* [What to do]:
Go to the line containing "Practice step: put one dot on the small" in the listing below. Output that line and each later one exactly.

* [Stored data]:
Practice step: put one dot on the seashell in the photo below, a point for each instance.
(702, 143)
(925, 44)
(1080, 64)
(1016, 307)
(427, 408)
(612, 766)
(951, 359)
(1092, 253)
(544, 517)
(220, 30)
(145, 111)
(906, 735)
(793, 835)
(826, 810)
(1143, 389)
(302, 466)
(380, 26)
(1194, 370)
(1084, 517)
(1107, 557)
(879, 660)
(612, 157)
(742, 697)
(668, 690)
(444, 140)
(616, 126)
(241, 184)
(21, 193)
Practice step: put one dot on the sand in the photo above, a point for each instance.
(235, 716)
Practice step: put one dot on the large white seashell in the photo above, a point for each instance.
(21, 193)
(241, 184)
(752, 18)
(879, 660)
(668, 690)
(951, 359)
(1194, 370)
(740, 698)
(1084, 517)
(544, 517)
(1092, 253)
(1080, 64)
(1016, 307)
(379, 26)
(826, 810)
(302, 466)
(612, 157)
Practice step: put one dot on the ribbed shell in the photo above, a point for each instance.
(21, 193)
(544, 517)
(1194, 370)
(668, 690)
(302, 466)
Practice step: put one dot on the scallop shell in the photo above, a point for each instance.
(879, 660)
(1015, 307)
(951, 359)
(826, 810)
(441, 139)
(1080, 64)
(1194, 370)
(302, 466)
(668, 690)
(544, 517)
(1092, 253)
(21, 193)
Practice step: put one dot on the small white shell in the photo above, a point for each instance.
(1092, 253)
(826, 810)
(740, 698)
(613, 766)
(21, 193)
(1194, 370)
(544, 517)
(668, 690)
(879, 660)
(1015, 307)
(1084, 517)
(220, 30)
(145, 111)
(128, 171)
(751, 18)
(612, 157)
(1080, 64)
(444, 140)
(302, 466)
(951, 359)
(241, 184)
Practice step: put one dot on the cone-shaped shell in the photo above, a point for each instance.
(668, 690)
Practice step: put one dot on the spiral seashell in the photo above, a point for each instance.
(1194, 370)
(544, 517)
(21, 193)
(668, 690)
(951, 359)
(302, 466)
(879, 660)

* [Answer below]:
Practice step: put one dot on the small white shell in the photo above, a point for each instance.
(1092, 253)
(826, 810)
(740, 698)
(613, 766)
(21, 193)
(1194, 370)
(544, 517)
(668, 690)
(879, 660)
(1015, 307)
(1084, 517)
(220, 30)
(145, 111)
(128, 171)
(751, 18)
(612, 157)
(1080, 64)
(444, 140)
(302, 466)
(951, 359)
(241, 184)
Practice step: put one dot on the cone-shaped shell in the photo above, a point for each instance.
(668, 690)
Practice step: put one dot on the spiral seashell in the photo above, a point for each instance.
(1194, 370)
(544, 517)
(21, 193)
(668, 690)
(951, 359)
(302, 466)
(879, 660)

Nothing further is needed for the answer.